**Zadanie do wykonania:**
Wybierz z poniższych wierszy wszystkie, w których występuje słowo „ground”, i przepisz je. Wielkość liter ma znaczenie.

(Wiersze ze współrzędnymi i adnotacjami)
────────────────

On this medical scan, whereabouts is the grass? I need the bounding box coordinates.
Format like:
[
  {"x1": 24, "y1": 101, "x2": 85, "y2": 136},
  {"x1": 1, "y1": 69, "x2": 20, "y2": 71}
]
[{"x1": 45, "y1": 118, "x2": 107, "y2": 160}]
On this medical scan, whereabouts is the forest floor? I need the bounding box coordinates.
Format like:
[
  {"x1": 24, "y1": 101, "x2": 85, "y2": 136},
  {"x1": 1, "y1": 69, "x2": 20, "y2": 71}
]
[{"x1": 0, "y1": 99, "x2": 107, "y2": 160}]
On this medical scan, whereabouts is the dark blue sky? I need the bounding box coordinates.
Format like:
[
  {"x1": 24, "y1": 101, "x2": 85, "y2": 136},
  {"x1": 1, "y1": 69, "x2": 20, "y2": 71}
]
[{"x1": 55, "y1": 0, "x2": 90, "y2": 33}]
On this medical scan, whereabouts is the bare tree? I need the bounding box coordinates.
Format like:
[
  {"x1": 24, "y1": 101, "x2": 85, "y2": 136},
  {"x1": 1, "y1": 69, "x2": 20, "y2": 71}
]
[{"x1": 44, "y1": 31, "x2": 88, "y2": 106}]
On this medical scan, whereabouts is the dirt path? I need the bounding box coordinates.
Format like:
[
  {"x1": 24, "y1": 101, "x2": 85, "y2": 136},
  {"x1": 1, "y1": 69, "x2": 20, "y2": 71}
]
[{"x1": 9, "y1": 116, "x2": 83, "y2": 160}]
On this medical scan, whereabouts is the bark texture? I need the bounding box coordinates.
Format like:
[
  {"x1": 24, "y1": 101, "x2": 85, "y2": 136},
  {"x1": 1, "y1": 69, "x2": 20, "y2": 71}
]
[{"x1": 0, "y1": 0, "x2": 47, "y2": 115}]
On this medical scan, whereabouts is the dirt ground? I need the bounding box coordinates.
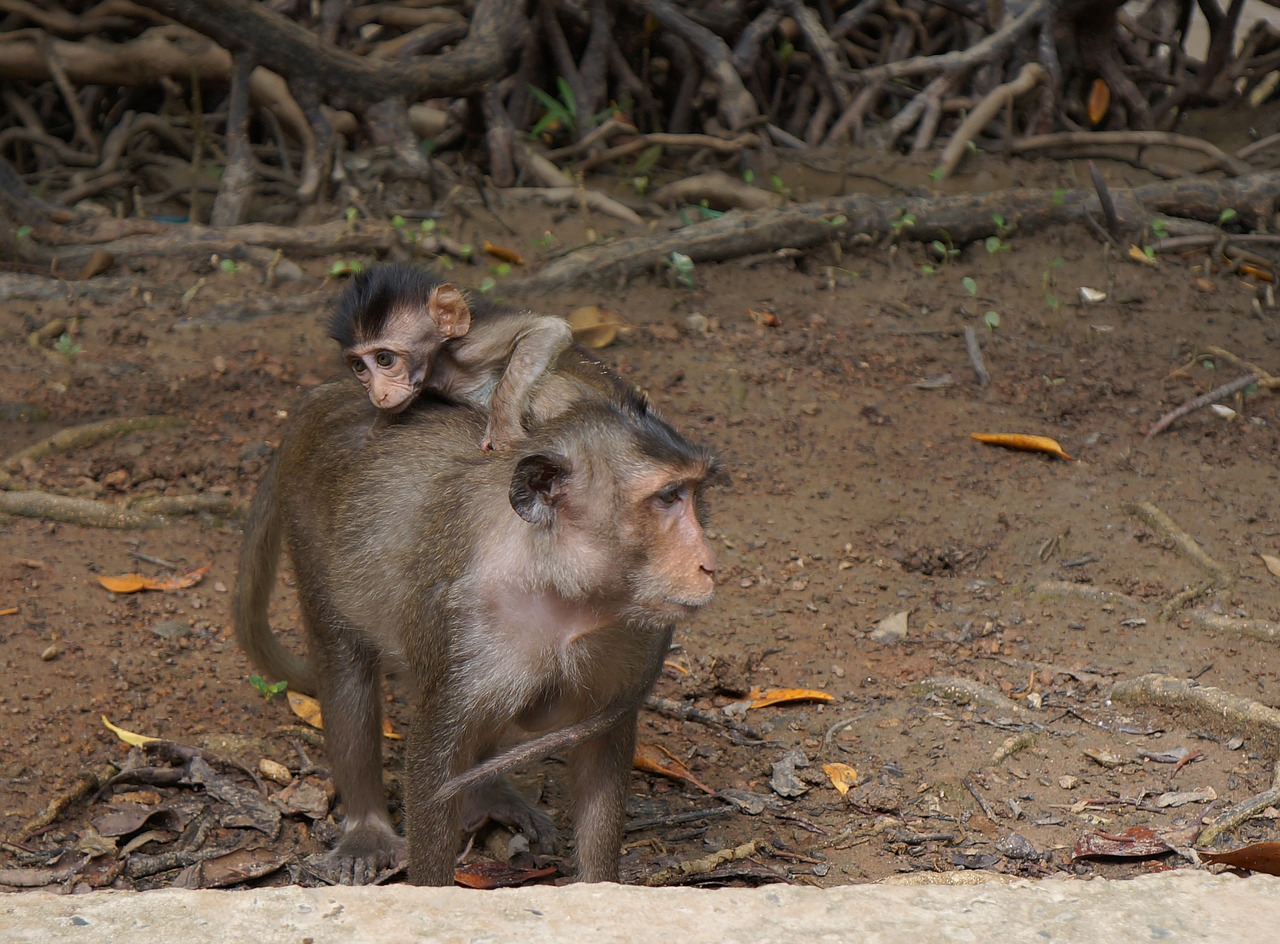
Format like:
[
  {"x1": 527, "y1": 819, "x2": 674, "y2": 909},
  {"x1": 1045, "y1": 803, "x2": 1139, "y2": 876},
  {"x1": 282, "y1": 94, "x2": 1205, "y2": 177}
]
[{"x1": 0, "y1": 143, "x2": 1280, "y2": 886}]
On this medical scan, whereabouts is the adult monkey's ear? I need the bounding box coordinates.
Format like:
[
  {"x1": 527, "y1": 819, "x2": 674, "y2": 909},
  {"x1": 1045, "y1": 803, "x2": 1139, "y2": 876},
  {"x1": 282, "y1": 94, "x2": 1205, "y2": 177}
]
[
  {"x1": 508, "y1": 453, "x2": 570, "y2": 524},
  {"x1": 430, "y1": 281, "x2": 471, "y2": 338}
]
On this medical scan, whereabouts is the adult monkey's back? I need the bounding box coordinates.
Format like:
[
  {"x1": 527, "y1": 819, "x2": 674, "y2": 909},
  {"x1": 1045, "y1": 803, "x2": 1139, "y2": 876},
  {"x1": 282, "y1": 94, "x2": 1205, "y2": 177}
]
[{"x1": 234, "y1": 384, "x2": 714, "y2": 885}]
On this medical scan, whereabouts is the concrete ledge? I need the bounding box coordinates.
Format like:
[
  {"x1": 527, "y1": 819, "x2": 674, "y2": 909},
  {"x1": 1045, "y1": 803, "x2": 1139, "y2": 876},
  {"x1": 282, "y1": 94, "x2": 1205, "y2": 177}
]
[{"x1": 0, "y1": 870, "x2": 1280, "y2": 944}]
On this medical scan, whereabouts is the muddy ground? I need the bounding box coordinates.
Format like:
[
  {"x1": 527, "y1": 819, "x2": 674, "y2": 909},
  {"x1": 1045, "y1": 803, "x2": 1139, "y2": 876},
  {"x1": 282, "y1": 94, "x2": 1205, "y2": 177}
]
[{"x1": 0, "y1": 149, "x2": 1280, "y2": 886}]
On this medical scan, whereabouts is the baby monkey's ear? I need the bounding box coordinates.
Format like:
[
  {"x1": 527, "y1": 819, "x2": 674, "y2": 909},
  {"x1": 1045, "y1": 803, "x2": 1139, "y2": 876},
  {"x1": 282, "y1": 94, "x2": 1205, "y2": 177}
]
[{"x1": 430, "y1": 281, "x2": 471, "y2": 338}]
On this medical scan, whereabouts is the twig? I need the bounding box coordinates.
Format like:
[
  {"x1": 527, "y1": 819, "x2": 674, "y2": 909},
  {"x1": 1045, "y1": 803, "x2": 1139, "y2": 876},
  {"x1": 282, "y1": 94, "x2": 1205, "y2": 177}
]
[
  {"x1": 964, "y1": 325, "x2": 991, "y2": 386},
  {"x1": 1110, "y1": 674, "x2": 1280, "y2": 744},
  {"x1": 1143, "y1": 374, "x2": 1258, "y2": 441},
  {"x1": 1009, "y1": 132, "x2": 1254, "y2": 177},
  {"x1": 1089, "y1": 161, "x2": 1120, "y2": 244},
  {"x1": 0, "y1": 416, "x2": 184, "y2": 472},
  {"x1": 644, "y1": 839, "x2": 764, "y2": 888}
]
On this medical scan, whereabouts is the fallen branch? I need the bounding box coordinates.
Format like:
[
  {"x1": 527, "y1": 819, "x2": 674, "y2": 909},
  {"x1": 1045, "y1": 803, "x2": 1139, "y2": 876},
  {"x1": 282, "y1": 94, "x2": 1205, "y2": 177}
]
[
  {"x1": 1143, "y1": 374, "x2": 1258, "y2": 441},
  {"x1": 644, "y1": 839, "x2": 764, "y2": 888},
  {"x1": 10, "y1": 764, "x2": 119, "y2": 843}
]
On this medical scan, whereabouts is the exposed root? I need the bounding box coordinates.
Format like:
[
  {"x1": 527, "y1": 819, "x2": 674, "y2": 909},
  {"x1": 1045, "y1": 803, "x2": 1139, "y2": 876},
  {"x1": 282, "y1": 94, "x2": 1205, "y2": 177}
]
[
  {"x1": 1196, "y1": 761, "x2": 1280, "y2": 848},
  {"x1": 1110, "y1": 674, "x2": 1280, "y2": 747},
  {"x1": 1187, "y1": 609, "x2": 1280, "y2": 642},
  {"x1": 0, "y1": 490, "x2": 225, "y2": 528}
]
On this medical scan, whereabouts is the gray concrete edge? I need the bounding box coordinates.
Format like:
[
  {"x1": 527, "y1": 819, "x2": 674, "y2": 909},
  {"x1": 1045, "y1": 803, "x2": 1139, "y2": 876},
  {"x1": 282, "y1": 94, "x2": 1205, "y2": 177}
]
[{"x1": 0, "y1": 870, "x2": 1280, "y2": 944}]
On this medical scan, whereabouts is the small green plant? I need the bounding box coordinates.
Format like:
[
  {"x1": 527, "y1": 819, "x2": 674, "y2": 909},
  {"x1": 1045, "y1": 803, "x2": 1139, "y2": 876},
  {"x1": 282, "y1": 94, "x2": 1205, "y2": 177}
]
[
  {"x1": 248, "y1": 675, "x2": 289, "y2": 701},
  {"x1": 529, "y1": 75, "x2": 577, "y2": 138},
  {"x1": 888, "y1": 210, "x2": 915, "y2": 237},
  {"x1": 325, "y1": 258, "x2": 365, "y2": 279},
  {"x1": 54, "y1": 334, "x2": 84, "y2": 361},
  {"x1": 666, "y1": 252, "x2": 698, "y2": 289},
  {"x1": 929, "y1": 238, "x2": 960, "y2": 262}
]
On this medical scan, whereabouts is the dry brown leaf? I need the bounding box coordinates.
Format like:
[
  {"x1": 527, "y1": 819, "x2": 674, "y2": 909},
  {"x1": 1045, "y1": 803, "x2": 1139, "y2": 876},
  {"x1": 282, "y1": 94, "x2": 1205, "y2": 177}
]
[
  {"x1": 1258, "y1": 554, "x2": 1280, "y2": 577},
  {"x1": 97, "y1": 564, "x2": 210, "y2": 594},
  {"x1": 1088, "y1": 79, "x2": 1111, "y2": 124},
  {"x1": 1129, "y1": 246, "x2": 1160, "y2": 269},
  {"x1": 822, "y1": 764, "x2": 858, "y2": 796},
  {"x1": 631, "y1": 744, "x2": 716, "y2": 793},
  {"x1": 102, "y1": 715, "x2": 160, "y2": 747},
  {"x1": 748, "y1": 688, "x2": 836, "y2": 707},
  {"x1": 969, "y1": 432, "x2": 1071, "y2": 459},
  {"x1": 284, "y1": 691, "x2": 401, "y2": 741},
  {"x1": 567, "y1": 304, "x2": 630, "y2": 349},
  {"x1": 480, "y1": 239, "x2": 525, "y2": 266}
]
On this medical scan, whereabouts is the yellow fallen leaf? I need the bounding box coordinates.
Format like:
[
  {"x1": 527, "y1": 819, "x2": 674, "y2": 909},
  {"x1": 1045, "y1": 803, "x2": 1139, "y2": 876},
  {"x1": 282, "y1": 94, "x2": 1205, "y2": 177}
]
[
  {"x1": 97, "y1": 564, "x2": 210, "y2": 594},
  {"x1": 284, "y1": 689, "x2": 401, "y2": 741},
  {"x1": 102, "y1": 715, "x2": 160, "y2": 747},
  {"x1": 748, "y1": 688, "x2": 836, "y2": 707},
  {"x1": 567, "y1": 304, "x2": 631, "y2": 349},
  {"x1": 631, "y1": 744, "x2": 716, "y2": 793},
  {"x1": 969, "y1": 432, "x2": 1071, "y2": 459},
  {"x1": 822, "y1": 764, "x2": 858, "y2": 796},
  {"x1": 1089, "y1": 79, "x2": 1111, "y2": 124}
]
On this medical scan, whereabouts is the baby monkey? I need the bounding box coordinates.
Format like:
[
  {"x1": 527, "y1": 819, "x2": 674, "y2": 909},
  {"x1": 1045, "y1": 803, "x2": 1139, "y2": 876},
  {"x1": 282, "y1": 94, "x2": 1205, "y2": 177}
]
[{"x1": 329, "y1": 265, "x2": 573, "y2": 452}]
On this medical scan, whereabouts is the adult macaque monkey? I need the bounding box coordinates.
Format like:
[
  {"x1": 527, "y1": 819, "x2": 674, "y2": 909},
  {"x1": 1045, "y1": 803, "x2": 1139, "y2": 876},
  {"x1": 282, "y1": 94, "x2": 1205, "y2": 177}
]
[
  {"x1": 234, "y1": 384, "x2": 716, "y2": 885},
  {"x1": 329, "y1": 265, "x2": 573, "y2": 450}
]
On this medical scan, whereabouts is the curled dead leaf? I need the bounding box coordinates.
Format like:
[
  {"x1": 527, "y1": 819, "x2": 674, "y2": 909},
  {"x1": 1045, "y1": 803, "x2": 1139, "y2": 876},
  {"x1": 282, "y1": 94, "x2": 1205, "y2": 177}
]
[
  {"x1": 969, "y1": 432, "x2": 1073, "y2": 460},
  {"x1": 567, "y1": 304, "x2": 631, "y2": 349},
  {"x1": 102, "y1": 715, "x2": 160, "y2": 747},
  {"x1": 97, "y1": 564, "x2": 210, "y2": 594},
  {"x1": 822, "y1": 764, "x2": 858, "y2": 796},
  {"x1": 750, "y1": 688, "x2": 836, "y2": 707},
  {"x1": 284, "y1": 689, "x2": 401, "y2": 741},
  {"x1": 480, "y1": 239, "x2": 525, "y2": 266}
]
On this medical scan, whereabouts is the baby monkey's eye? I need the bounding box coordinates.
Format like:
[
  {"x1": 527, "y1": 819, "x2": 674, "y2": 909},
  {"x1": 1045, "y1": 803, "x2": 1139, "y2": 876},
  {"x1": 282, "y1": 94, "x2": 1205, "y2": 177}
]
[{"x1": 654, "y1": 484, "x2": 685, "y2": 505}]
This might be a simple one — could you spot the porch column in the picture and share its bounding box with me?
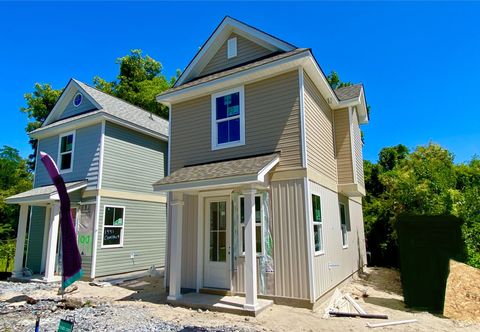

────────────────

**Poprawna odpowiedź:**
On this medical scan, whereabouts is the dirt ground? I need the bounding box coordinates.
On this medical scan, whereabouts is the muddy ground? I need the bounding box coordinates.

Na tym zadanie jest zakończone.